::: Source material

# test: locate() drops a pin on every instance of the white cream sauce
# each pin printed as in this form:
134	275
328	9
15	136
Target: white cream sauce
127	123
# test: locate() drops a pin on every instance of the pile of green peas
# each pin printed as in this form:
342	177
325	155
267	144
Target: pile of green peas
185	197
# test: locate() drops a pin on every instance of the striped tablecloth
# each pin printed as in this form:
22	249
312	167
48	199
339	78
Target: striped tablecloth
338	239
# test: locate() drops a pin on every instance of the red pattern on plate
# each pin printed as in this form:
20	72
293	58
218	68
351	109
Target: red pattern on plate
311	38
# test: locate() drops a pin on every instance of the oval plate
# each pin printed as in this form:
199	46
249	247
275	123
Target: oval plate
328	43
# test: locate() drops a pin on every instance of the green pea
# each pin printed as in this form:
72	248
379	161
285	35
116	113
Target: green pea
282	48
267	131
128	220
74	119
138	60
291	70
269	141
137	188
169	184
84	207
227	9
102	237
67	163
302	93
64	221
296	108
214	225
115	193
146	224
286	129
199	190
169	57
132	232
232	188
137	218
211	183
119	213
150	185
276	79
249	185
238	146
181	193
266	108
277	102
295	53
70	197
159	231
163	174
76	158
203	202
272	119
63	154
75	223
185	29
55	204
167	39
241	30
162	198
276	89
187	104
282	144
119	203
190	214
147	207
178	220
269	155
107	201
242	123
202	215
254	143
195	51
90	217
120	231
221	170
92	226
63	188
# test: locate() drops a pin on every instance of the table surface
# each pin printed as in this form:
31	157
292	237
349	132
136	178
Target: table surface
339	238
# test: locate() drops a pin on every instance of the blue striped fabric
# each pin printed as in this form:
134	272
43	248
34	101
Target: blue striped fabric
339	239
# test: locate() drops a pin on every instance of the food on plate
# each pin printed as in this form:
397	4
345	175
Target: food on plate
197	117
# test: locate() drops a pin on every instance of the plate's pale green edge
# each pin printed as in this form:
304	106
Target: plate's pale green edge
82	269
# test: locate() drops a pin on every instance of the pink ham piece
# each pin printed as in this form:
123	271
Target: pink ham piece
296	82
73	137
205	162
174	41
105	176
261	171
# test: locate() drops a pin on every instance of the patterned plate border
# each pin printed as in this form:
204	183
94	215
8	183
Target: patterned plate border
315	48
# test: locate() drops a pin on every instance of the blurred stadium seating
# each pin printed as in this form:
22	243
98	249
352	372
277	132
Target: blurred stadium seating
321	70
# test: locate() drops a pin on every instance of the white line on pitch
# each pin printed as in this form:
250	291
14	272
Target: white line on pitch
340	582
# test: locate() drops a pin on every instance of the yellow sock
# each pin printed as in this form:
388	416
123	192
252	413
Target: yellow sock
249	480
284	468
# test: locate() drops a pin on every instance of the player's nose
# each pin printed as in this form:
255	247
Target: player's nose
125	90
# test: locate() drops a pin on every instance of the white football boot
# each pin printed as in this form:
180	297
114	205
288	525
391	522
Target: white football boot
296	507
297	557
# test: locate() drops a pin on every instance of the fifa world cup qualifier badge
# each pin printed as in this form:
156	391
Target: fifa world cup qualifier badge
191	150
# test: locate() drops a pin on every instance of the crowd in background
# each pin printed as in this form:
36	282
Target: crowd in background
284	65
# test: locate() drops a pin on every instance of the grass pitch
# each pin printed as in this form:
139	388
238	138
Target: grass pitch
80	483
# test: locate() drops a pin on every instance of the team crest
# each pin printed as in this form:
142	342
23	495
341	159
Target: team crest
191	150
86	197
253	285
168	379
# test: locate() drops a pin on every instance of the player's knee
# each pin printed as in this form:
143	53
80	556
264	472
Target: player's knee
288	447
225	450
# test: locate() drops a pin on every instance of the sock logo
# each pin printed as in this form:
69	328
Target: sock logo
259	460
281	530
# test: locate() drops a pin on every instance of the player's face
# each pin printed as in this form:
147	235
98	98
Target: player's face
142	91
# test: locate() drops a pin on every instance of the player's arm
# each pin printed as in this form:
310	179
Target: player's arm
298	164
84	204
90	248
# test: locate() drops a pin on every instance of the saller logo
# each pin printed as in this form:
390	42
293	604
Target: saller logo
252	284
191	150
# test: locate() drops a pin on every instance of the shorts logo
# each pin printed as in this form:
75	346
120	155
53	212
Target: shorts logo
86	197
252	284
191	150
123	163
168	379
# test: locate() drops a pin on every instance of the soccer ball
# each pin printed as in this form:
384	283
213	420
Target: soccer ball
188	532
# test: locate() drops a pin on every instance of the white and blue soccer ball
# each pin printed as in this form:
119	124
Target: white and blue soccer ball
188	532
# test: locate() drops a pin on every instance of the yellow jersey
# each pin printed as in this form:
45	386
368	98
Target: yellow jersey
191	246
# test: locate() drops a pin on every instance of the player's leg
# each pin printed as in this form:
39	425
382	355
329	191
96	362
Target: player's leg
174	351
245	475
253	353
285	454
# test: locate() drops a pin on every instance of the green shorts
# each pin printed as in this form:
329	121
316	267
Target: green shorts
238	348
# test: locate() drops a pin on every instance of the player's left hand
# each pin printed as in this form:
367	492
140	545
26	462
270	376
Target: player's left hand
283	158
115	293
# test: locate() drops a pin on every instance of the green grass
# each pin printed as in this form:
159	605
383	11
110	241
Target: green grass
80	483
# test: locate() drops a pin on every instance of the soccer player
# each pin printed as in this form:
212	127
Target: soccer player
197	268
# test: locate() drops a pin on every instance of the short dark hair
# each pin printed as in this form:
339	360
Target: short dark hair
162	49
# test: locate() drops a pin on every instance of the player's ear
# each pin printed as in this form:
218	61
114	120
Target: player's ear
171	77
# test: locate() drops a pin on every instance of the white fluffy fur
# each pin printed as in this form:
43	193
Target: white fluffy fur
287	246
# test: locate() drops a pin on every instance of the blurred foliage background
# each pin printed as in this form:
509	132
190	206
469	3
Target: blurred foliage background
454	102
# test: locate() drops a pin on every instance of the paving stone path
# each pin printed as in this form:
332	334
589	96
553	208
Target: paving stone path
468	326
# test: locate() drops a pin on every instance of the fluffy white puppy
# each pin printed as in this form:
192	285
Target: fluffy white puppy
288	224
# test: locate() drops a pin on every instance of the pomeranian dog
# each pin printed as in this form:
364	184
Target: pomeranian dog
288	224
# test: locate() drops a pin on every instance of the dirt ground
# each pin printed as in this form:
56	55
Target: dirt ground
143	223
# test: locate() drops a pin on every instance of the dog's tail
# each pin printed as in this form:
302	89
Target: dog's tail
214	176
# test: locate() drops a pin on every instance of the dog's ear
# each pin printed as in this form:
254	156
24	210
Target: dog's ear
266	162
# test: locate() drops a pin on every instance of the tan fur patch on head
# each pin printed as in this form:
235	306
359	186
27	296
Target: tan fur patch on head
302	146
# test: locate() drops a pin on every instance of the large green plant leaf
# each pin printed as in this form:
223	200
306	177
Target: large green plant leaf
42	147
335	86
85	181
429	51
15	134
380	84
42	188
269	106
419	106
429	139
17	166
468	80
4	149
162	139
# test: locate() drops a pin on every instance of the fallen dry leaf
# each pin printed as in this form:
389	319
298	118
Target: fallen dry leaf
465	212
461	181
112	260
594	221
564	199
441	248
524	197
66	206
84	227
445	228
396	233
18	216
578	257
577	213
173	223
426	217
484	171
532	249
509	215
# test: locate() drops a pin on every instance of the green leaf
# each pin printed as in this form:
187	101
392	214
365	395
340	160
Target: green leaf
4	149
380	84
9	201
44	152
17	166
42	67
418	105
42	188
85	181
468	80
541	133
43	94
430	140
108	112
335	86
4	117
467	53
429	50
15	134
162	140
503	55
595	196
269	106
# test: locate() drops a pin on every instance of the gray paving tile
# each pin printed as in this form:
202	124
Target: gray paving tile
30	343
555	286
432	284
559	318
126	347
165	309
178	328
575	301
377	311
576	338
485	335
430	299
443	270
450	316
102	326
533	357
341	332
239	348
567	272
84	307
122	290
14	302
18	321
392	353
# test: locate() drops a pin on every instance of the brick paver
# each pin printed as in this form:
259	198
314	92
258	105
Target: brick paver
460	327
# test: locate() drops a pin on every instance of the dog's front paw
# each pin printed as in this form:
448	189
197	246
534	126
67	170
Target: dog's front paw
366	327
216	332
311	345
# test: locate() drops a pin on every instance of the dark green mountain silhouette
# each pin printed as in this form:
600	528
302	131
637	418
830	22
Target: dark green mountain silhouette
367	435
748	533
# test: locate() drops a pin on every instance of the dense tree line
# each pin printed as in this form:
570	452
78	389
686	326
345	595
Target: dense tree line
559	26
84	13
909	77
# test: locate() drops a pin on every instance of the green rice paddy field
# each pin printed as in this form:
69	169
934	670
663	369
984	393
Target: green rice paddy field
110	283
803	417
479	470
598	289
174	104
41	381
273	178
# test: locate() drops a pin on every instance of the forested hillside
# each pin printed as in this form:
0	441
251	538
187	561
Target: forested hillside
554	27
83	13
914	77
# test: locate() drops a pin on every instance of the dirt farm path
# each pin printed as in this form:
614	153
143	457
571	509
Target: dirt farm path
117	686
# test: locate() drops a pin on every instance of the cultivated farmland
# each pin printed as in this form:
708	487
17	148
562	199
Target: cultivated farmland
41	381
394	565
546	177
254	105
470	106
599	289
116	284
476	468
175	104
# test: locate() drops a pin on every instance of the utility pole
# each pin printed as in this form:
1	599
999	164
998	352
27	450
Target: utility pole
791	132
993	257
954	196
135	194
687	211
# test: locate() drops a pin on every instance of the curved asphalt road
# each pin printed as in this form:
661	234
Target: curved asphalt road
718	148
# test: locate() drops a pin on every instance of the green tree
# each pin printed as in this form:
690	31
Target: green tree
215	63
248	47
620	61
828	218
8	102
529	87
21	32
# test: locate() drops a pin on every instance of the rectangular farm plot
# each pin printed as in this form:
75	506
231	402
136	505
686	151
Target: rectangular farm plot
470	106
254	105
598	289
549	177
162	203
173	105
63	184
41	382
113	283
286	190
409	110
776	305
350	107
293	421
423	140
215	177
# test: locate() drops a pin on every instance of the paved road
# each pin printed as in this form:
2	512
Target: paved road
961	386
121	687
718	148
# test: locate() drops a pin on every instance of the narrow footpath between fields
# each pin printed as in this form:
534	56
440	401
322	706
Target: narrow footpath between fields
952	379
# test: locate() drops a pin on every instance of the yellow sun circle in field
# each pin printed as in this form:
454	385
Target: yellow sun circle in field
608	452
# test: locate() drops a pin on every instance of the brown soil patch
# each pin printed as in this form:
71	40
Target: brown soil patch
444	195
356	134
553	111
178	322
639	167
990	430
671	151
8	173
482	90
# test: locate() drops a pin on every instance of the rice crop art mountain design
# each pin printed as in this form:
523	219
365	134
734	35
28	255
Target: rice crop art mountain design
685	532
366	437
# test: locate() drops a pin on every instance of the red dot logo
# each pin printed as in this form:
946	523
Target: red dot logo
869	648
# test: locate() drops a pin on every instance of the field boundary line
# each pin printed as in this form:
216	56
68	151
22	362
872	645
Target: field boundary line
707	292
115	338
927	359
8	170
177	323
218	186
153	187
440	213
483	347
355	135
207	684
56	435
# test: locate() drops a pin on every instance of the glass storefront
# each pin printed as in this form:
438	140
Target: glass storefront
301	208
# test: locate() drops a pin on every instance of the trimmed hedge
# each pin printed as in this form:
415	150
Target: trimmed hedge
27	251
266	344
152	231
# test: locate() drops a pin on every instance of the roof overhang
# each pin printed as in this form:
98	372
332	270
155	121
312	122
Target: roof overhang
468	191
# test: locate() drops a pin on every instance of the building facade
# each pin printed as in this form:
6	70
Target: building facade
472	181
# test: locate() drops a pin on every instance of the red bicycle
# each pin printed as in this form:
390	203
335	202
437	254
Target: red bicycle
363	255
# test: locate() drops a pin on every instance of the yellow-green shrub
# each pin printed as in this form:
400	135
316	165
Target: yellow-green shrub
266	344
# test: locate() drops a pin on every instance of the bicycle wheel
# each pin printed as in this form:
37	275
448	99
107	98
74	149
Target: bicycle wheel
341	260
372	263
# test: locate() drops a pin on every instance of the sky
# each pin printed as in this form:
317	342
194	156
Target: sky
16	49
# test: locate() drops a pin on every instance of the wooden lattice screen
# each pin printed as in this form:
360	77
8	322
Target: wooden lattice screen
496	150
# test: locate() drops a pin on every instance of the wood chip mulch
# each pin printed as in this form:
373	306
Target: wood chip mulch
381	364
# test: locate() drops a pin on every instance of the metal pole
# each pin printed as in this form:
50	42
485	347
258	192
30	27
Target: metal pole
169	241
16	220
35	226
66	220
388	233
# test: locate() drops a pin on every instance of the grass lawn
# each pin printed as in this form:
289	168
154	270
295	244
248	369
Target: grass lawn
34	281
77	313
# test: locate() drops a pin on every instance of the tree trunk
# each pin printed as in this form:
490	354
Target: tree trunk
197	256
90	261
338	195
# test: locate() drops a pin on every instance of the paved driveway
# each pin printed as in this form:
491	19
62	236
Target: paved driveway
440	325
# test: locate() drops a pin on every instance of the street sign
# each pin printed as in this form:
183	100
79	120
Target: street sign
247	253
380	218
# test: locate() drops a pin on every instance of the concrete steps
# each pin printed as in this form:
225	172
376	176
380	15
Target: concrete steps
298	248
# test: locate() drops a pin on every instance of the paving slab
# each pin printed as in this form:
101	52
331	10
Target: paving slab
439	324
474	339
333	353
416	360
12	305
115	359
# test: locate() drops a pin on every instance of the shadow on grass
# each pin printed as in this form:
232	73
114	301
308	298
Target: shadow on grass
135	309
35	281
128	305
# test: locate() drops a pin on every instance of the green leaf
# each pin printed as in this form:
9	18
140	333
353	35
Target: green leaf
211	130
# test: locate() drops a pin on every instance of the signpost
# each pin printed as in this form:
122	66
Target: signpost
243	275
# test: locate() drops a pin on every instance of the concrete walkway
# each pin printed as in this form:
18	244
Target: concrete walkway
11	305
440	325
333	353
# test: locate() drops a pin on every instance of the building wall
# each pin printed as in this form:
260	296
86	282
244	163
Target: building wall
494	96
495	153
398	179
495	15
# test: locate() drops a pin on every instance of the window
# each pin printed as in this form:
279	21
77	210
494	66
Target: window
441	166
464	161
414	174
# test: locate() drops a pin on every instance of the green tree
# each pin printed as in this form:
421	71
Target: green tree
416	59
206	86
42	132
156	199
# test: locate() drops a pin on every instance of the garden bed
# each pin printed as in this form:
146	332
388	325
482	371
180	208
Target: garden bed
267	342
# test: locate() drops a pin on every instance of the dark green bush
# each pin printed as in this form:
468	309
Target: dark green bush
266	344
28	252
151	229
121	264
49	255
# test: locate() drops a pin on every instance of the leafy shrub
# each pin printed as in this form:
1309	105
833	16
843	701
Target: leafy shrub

::::::

Exercise requirements: If a line above includes the string "leafy", pick it out.

Solution for this problem:
# test: locate() drops a pin on every instance of the leafy shrub
Target: leafy shrub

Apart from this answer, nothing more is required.